> PROBLEM DETAILS
Your task is to repeat each record verbatim, exactly as it was written.

> ENTRIES SUPPLIED
• • • • • • •

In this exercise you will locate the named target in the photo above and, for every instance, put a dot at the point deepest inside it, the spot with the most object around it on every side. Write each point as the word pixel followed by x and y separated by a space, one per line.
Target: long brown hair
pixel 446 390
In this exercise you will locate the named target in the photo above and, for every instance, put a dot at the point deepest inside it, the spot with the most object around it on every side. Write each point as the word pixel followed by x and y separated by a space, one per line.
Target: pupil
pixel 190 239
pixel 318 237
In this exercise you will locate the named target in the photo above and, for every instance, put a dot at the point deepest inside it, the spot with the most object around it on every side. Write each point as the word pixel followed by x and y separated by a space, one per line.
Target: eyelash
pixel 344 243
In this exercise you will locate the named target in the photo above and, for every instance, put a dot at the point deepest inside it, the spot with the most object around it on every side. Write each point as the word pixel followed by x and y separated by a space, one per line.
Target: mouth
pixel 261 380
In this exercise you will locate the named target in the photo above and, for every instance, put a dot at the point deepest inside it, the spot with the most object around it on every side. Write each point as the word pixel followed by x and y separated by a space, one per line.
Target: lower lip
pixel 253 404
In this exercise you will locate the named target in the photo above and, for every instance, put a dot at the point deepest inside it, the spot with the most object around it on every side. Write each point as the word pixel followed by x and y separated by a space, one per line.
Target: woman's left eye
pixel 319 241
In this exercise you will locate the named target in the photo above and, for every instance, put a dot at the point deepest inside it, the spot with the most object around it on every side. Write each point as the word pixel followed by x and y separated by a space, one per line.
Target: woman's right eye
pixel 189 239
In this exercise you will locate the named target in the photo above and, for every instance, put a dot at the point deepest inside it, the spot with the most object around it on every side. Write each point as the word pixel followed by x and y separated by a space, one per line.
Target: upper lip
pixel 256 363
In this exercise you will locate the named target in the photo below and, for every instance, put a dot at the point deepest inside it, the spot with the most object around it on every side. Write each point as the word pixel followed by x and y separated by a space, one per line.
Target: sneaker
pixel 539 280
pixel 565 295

• • • • • • •

> RESULT OF THIS TASK
In this exercise you will locate the named target in the photo above and, for every instance, put a dot at the point deepest inside it, the spot with the most object around it on every side. Write each point as the word pixel followed by x and y separated by a space, one per line.
Target: long brown hair
pixel 446 390
In this exercise you will locate the named target in the photo above and, for every instance, put a dot at the point deepest inside it, the spot with the most object around it on every side. Write each point as the word pixel followed by x and y separated by a space, one per line.
Target: pupil
pixel 190 239
pixel 318 237
In this exercise you will locate the named target in the photo above and, for every instance, put a dot at the point deepest inside it, the spot with the most object around it on every side. Write each point as the word pixel followed by x and y separated by a space, one per line.
Target: eyelash
pixel 344 243
In this exercise you will locate the named target in the photo above and, for every instance, put a dot at the point deepest inside it, the spot with the most object around it on every side. Write each point as the word pixel followed by x and y separated by a space, one per line.
Target: mouth
pixel 261 380
In this exercise you will locate the named target in the photo above and, for every instance, put a dot at the point deepest inside it, the spot with the most object around it on every side. Write each point as the word pixel followed by x and y separated by a space, one per line.
Target: lower lip
pixel 253 404
In this exercise you will locate the named target in the photo above and, for every instance, put a dot at the point deepest inside it, the spot with the most object around it on every side. Write each point as the word pixel followed by x and y separated by a space, one per line.
Target: woman's left eye
pixel 319 241
In this exercise you will locate the named target in the photo above and, for every instance, put a dot at the point deepest inside it, the spot with the most object around it on every side. Write each point as the word pixel followed by x and y separated by a space, one per line.
Target: woman's right eye
pixel 189 239
In this exercise you will locate the named target in the photo above and, for every instance, put a dot at the point deepest inside it, the spot with the most object around it on every side. Write each point as the word pixel followed by x and y separated by a space, one per line.
Target: upper lip
pixel 256 363
In this exercise you will locate the named target in the photo below and, for every instance, put a dot at the point deepest inside it, the spot with the most object around it on every side. Write each point as the word pixel followed by x and y separated by a space, one per line.
Target: sneaker
pixel 539 280
pixel 565 295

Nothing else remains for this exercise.